■ **Work instructions**
All of the entries are to be restated word for word.

(Recorded data)
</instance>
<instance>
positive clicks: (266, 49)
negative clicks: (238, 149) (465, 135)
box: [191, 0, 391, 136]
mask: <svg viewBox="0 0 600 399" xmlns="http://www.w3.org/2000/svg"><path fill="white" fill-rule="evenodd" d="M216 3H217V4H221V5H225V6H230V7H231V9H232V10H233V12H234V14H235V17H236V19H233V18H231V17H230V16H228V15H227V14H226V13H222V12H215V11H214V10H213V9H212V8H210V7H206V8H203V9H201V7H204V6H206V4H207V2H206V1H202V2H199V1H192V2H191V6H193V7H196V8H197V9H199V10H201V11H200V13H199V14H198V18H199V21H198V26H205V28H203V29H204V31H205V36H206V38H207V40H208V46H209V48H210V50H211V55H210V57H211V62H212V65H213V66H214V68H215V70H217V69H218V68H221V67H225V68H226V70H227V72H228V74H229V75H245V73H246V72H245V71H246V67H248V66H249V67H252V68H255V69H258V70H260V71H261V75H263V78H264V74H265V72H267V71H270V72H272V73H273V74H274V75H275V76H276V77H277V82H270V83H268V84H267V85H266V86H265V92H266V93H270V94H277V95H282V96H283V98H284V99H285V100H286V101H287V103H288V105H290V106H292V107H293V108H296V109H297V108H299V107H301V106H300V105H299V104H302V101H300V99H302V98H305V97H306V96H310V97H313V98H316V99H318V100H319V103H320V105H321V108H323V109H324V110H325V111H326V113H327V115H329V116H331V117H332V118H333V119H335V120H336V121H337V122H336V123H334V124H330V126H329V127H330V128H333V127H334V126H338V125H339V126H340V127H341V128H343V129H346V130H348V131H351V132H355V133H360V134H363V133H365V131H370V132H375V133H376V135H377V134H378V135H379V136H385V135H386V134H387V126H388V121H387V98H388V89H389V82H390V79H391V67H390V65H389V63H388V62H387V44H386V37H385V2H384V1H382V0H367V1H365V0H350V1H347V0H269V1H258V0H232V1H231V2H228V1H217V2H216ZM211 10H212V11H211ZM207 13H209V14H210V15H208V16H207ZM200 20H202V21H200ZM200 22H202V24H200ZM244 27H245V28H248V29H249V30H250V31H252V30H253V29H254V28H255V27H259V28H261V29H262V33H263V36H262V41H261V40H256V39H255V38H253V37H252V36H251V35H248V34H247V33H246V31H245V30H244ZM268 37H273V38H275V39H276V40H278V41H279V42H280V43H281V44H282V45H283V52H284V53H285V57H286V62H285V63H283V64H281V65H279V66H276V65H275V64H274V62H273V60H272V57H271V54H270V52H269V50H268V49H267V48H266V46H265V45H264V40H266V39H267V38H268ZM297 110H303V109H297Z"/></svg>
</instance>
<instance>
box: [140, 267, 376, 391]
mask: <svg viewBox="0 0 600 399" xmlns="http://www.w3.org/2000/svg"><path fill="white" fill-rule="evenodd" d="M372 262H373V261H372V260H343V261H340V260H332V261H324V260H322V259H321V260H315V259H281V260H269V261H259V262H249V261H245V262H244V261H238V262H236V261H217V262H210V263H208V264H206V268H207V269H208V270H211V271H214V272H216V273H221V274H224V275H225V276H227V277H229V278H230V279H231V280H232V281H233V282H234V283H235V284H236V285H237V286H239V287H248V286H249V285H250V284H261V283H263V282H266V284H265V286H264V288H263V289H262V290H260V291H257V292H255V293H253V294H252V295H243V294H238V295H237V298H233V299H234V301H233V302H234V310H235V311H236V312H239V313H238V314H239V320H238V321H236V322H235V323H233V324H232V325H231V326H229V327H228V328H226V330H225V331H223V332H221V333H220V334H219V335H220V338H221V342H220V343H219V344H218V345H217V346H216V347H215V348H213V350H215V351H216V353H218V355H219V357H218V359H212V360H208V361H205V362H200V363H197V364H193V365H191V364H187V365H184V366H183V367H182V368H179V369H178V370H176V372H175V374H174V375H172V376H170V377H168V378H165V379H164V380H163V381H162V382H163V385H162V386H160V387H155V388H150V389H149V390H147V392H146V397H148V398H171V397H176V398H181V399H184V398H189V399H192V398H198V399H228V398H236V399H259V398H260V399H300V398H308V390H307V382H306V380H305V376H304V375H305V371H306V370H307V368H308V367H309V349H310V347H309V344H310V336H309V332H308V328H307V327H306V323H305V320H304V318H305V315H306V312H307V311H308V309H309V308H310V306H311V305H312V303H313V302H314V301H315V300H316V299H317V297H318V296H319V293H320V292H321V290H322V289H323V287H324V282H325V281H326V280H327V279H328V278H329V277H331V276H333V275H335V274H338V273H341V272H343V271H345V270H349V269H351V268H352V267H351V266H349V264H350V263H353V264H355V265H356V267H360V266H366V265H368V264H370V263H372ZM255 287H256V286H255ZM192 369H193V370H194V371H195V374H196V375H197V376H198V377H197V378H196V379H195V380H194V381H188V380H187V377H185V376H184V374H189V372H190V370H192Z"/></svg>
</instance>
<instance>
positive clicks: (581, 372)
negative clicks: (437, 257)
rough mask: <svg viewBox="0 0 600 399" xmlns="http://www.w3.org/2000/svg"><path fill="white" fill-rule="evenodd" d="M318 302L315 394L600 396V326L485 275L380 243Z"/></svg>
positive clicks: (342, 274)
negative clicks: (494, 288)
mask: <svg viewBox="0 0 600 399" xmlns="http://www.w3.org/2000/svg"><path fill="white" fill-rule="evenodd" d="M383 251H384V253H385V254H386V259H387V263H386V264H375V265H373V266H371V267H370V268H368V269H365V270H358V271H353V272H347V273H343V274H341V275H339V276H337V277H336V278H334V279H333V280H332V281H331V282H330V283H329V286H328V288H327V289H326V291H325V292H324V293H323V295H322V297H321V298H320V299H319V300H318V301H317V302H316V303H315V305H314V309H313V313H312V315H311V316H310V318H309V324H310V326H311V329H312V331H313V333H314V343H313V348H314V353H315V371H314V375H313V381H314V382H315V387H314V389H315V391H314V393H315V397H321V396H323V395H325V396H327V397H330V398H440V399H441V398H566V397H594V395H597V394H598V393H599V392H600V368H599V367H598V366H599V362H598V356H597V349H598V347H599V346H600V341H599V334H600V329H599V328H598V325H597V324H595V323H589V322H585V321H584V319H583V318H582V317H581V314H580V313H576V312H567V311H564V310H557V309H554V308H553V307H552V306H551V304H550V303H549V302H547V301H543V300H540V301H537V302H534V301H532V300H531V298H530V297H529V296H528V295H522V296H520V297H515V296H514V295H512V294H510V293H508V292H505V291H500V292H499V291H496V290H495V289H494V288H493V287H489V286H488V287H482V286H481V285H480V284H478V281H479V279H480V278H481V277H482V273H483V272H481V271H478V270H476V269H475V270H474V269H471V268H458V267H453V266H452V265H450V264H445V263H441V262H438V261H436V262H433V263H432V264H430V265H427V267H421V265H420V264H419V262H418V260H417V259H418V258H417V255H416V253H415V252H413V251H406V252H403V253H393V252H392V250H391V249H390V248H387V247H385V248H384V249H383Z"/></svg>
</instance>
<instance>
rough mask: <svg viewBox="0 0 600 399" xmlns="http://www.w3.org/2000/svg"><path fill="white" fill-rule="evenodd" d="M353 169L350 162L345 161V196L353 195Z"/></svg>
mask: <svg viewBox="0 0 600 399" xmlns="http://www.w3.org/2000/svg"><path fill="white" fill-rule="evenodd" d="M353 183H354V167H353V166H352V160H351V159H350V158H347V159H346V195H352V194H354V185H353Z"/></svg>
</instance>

■ **Completed exercise**
</instance>
<instance>
positive clicks: (266, 49)
negative clicks: (238, 149) (465, 135)
box: [191, 0, 391, 136]
mask: <svg viewBox="0 0 600 399" xmlns="http://www.w3.org/2000/svg"><path fill="white" fill-rule="evenodd" d="M216 3H217V4H221V5H225V6H230V7H231V9H232V10H233V12H234V14H235V17H236V19H233V18H231V17H230V16H228V15H227V14H226V13H222V12H215V11H214V10H213V9H212V8H210V7H206V8H203V9H201V7H204V6H206V4H207V2H206V1H202V2H199V1H192V2H191V6H193V7H196V8H197V9H199V10H201V11H200V13H199V14H198V18H199V21H198V26H205V28H203V29H204V31H205V36H206V38H207V40H208V46H209V48H210V50H211V55H210V57H211V62H212V65H213V66H214V68H215V70H217V69H218V68H221V67H225V68H226V70H227V72H228V74H229V75H245V73H246V72H245V71H246V67H248V66H249V67H252V68H255V69H258V70H260V71H261V75H263V78H264V74H265V72H267V71H270V72H272V73H273V74H274V75H275V76H276V77H277V82H270V83H268V84H267V85H266V86H265V92H266V93H270V94H277V95H282V96H283V98H284V99H285V100H286V101H287V103H288V105H290V106H292V107H293V108H296V109H297V108H299V107H301V106H300V105H299V104H302V101H300V99H302V98H305V97H306V96H310V97H313V98H316V99H318V100H319V103H320V105H321V108H323V109H324V110H325V111H326V113H327V115H329V116H331V117H332V118H333V119H335V120H336V121H337V122H336V123H334V124H330V126H329V127H330V128H333V127H334V126H338V125H339V126H340V127H341V128H343V129H346V130H348V131H351V132H355V133H360V134H363V133H365V131H370V132H375V133H376V135H377V134H378V135H379V136H385V135H386V134H387V126H388V121H387V98H388V89H389V82H390V79H391V67H390V65H389V63H388V62H387V44H386V37H385V2H384V1H382V0H367V1H365V0H350V1H347V0H269V1H258V0H232V1H231V2H228V1H217V2H216ZM211 10H212V11H211ZM207 13H209V14H210V15H208V16H207ZM200 20H202V21H200ZM200 22H202V24H200ZM244 27H245V28H248V29H249V30H250V31H252V30H253V29H254V28H255V27H259V28H261V29H262V33H263V36H262V41H261V40H256V39H255V38H253V37H252V36H251V35H248V34H247V33H246V31H245V30H244ZM268 37H273V38H275V39H276V40H278V41H279V42H280V43H281V44H282V45H283V52H284V53H285V57H286V62H285V63H283V64H281V65H279V66H276V65H275V64H274V62H273V60H272V57H271V54H270V52H269V50H268V49H267V48H266V46H265V45H264V40H266V39H267V38H268ZM297 110H303V109H297Z"/></svg>
</instance>
<instance>
box: [140, 267, 376, 391]
mask: <svg viewBox="0 0 600 399" xmlns="http://www.w3.org/2000/svg"><path fill="white" fill-rule="evenodd" d="M372 262H373V261H372V260H343V261H340V260H332V261H324V260H322V259H321V260H315V259H281V260H269V261H259V262H249V261H245V262H244V261H238V262H236V261H217V262H210V263H208V264H206V268H207V269H208V270H211V271H214V272H216V273H221V274H224V275H225V276H227V277H229V278H230V279H231V280H232V281H233V282H234V283H235V284H236V285H237V286H239V287H248V286H249V285H250V284H261V283H263V282H266V284H265V286H264V288H263V289H262V290H260V291H257V292H255V293H253V294H252V295H243V294H238V295H237V298H233V299H234V301H233V302H234V310H235V311H236V312H239V313H238V314H239V320H238V321H236V322H235V323H233V324H232V325H231V326H229V327H228V328H226V330H225V331H223V332H221V333H220V334H219V335H220V338H221V342H220V343H219V344H218V345H217V346H216V347H215V348H213V350H215V351H216V353H218V355H219V357H218V359H212V360H208V361H205V362H200V363H197V364H193V365H191V364H187V365H184V366H183V367H182V368H179V369H178V370H176V372H175V374H174V375H172V376H170V377H168V378H165V379H164V380H163V381H162V382H163V385H162V386H160V387H155V388H150V389H149V390H147V392H146V397H148V398H171V397H176V398H181V399H184V398H189V399H192V398H198V399H228V398H236V399H259V398H260V399H300V398H308V390H307V382H306V380H305V376H304V375H305V371H306V370H307V368H308V367H309V349H310V347H309V344H310V336H309V332H308V328H307V327H306V323H305V320H304V318H305V315H306V312H307V311H308V309H309V308H310V306H311V305H312V303H313V302H314V301H315V300H316V299H317V297H318V296H319V293H320V292H321V290H322V289H323V287H324V282H325V281H326V280H327V279H328V278H329V277H331V276H333V275H335V274H338V273H341V272H343V271H345V270H349V269H351V268H352V267H351V266H349V264H350V263H353V264H355V265H356V267H360V266H366V265H368V264H370V263H372ZM255 287H256V286H255ZM192 369H193V370H194V371H195V374H196V375H197V376H198V377H197V378H196V379H195V380H194V381H188V380H187V377H185V376H184V374H189V372H190V370H192Z"/></svg>
</instance>
<instance>
positive clicks: (581, 372)
negative clicks: (437, 257)
rough mask: <svg viewBox="0 0 600 399" xmlns="http://www.w3.org/2000/svg"><path fill="white" fill-rule="evenodd" d="M318 302L315 394L600 396V326L485 275L380 243Z"/></svg>
positive clicks: (342, 274)
negative clicks: (494, 288)
mask: <svg viewBox="0 0 600 399" xmlns="http://www.w3.org/2000/svg"><path fill="white" fill-rule="evenodd" d="M383 251H384V253H385V254H386V259H387V263H386V264H375V265H373V266H371V267H370V268H368V269H365V270H358V271H353V272H347V273H343V274H341V275H339V276H337V277H336V278H334V279H333V280H332V281H331V282H330V283H329V286H328V288H327V289H326V291H325V292H324V293H323V295H322V297H321V298H320V299H319V300H318V301H317V302H316V303H315V305H314V309H313V313H312V315H311V316H310V318H309V324H310V326H311V329H312V331H313V333H314V343H313V348H314V353H315V371H314V375H313V381H314V382H315V387H314V389H315V391H314V393H315V397H321V396H323V395H325V396H327V397H330V398H440V399H441V398H566V397H594V395H597V394H598V393H599V392H600V368H599V367H598V366H599V362H598V356H597V349H598V347H599V346H600V341H599V334H600V329H599V328H598V325H597V324H595V323H589V322H585V321H584V319H583V318H582V317H581V314H580V313H576V312H567V311H564V310H557V309H554V308H553V307H552V306H551V304H550V303H549V302H547V301H543V300H540V301H537V302H534V301H532V300H531V298H530V297H529V296H528V295H522V296H520V297H515V296H514V295H512V294H510V293H508V292H505V291H500V292H499V291H496V290H495V289H494V288H493V287H489V286H488V287H482V286H481V285H480V284H478V281H479V279H480V278H481V277H482V273H483V272H481V271H478V270H476V269H475V270H474V269H471V268H458V267H453V266H452V265H450V264H445V263H441V262H438V261H436V262H433V263H432V264H430V265H427V267H421V265H420V264H419V262H418V260H417V259H418V258H417V255H416V253H415V252H413V251H406V252H403V253H393V252H392V250H391V249H390V248H387V247H385V248H384V249H383Z"/></svg>
</instance>
<instance>
rough mask: <svg viewBox="0 0 600 399" xmlns="http://www.w3.org/2000/svg"><path fill="white" fill-rule="evenodd" d="M353 169L350 162L345 161V196L353 195Z"/></svg>
mask: <svg viewBox="0 0 600 399" xmlns="http://www.w3.org/2000/svg"><path fill="white" fill-rule="evenodd" d="M353 183H354V167H353V166H352V160H351V159H350V158H347V159H346V195H352V194H354V185H353Z"/></svg>
</instance>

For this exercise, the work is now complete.